» **Goal of the exercise**: Find the line containing "Pick out every instance of the signage". Return it and every line after it, unchanged, up to and including the last line.
-- Begin --
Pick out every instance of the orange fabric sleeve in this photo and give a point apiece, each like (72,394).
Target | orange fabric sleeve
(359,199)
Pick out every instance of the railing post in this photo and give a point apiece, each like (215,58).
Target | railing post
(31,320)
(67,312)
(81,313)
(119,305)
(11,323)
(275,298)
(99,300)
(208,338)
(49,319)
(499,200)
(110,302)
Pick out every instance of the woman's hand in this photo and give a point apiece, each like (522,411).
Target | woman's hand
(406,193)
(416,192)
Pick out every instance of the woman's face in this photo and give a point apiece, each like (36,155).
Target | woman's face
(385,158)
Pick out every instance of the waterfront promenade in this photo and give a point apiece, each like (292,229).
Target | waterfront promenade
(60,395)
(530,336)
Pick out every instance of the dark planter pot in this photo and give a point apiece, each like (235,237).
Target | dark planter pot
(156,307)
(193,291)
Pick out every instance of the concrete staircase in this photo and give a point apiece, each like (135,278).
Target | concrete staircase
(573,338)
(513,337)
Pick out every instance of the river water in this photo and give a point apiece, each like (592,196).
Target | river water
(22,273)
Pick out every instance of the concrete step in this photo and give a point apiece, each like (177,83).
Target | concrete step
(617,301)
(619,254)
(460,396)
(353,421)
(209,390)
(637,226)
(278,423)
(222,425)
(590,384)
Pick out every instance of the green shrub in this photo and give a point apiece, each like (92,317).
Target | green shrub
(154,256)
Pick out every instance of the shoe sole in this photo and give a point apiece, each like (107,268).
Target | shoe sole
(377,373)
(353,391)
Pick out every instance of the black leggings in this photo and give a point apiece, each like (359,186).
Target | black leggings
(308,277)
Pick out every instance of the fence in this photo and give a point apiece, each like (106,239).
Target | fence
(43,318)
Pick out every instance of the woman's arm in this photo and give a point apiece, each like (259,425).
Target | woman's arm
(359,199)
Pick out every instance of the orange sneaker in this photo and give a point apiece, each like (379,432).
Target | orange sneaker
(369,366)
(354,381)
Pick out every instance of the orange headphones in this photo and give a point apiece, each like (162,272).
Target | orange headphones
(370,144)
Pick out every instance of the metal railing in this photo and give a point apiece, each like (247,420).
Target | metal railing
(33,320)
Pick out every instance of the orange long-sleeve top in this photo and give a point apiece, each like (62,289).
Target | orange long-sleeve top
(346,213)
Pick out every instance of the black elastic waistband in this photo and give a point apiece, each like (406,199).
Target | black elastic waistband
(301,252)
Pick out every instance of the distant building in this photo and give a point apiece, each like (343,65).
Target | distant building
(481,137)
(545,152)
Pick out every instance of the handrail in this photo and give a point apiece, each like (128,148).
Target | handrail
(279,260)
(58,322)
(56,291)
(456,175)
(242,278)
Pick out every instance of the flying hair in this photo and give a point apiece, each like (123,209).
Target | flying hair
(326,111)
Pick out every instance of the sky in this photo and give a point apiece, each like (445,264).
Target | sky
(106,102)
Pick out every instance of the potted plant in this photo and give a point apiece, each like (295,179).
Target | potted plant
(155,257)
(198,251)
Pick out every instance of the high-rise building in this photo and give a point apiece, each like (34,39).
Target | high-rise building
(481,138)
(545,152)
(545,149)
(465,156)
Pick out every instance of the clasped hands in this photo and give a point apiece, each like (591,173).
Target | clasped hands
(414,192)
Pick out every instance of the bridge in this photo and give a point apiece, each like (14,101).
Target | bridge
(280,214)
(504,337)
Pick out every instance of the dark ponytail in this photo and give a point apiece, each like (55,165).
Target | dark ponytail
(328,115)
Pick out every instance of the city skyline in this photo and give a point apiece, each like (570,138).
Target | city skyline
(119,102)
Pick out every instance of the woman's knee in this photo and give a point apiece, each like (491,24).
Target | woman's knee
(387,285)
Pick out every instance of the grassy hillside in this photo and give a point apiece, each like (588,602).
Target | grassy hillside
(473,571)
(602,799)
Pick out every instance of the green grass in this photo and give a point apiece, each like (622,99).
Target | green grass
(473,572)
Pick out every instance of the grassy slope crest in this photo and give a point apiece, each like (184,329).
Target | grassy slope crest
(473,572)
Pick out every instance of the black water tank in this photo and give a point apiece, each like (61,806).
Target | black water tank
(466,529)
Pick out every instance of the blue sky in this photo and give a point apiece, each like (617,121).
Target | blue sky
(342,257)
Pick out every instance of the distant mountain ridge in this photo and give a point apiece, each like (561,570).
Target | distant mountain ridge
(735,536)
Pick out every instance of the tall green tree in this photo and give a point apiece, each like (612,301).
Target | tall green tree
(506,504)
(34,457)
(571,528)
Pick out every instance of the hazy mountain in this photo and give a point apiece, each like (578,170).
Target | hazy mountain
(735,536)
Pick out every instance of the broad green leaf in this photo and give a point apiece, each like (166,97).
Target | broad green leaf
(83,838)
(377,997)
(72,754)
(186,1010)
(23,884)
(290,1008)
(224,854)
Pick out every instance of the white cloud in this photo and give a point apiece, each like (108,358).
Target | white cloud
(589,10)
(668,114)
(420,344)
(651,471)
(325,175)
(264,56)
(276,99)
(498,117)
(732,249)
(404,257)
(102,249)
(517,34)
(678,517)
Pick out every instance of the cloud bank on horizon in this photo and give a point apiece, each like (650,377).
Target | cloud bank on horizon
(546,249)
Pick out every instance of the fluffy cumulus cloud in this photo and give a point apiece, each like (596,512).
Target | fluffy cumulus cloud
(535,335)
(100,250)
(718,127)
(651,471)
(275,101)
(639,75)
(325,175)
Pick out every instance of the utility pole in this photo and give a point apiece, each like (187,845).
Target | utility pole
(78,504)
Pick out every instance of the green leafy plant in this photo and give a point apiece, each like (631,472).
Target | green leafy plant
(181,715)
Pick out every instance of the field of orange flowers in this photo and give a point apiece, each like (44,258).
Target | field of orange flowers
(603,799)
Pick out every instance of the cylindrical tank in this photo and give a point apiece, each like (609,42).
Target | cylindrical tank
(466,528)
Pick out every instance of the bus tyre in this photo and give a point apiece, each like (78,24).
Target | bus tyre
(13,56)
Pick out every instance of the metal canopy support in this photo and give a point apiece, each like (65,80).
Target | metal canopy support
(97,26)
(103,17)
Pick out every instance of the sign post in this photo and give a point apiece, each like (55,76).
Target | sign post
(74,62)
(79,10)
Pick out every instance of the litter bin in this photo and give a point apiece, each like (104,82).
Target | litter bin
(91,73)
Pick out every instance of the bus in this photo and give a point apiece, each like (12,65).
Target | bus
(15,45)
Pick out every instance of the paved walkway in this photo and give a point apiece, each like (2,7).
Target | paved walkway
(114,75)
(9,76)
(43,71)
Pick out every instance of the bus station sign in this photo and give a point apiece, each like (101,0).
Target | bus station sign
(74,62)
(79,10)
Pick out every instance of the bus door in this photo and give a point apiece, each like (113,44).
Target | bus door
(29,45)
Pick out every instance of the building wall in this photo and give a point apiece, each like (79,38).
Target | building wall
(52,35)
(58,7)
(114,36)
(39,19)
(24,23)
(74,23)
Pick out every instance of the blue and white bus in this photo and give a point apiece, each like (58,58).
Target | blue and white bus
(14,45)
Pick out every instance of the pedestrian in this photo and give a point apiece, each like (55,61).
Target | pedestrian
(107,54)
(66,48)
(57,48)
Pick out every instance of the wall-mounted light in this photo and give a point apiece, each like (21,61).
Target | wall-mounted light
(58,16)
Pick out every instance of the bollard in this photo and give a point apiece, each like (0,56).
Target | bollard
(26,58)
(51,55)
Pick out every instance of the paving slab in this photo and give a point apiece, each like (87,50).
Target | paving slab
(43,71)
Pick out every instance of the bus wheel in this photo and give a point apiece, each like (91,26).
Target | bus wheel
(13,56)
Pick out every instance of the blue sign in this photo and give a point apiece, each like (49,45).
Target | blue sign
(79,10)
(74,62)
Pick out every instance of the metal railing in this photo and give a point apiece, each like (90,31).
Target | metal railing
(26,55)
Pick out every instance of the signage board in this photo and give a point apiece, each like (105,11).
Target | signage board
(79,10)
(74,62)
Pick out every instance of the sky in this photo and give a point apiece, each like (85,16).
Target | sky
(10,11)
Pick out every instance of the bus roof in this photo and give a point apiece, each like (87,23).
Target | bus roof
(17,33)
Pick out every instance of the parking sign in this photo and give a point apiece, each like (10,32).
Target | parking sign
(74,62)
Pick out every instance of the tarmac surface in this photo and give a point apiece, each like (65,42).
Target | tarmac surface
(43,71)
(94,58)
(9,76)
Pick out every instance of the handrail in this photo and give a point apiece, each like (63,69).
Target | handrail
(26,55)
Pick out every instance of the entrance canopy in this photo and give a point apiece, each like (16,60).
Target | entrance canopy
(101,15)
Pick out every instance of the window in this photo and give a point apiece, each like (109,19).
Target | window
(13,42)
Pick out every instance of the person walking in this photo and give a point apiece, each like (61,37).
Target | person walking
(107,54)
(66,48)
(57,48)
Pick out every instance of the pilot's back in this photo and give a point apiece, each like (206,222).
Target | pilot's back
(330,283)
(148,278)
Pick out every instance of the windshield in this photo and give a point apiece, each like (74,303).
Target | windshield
-- End --
» **Worked answer**:
Pick out every instance of the signage board in this photo and give a point apiece, each like (105,11).
Target | signage board
(79,10)
(74,62)
Pick out every instance of the sky in this photo and give a point apiece, each like (85,16).
Target | sky
(10,11)
Pick out every instance of the bus roof in this photo and give a point apiece, each like (87,23).
Target | bus roof
(17,33)
Pick out every instance of the parking sign in this photo and give a point apiece, each like (10,32).
Target | parking sign
(74,62)
Pick out every instance of the tarmac surface in this photo and give a point apiece, each like (65,42).
Target | tarmac surface
(43,71)
(94,58)
(9,76)
Pick out every instance of the handrail in this photo and give a point apiece, each like (63,69).
Target | handrail
(26,55)
Pick out every instance of the entrance canopy in this photo and give a point apiece, each like (16,60).
Target | entrance canopy
(101,15)
Pick out every instance of the window in this photo and give a point apiece, each like (109,19).
Target | window
(13,42)
Pick out every instance of the person walking in this photo and give a point apiece, each like (61,37).
Target | person walking
(107,54)
(66,48)
(57,48)
Pick out every instance of the pilot's back in this photo and give a point apiece, each like (206,222).
Target | pilot's back
(330,283)
(148,278)
Pick out every instance of the windshield in this photo and give a point apiece, each like (74,303).
Target | windshield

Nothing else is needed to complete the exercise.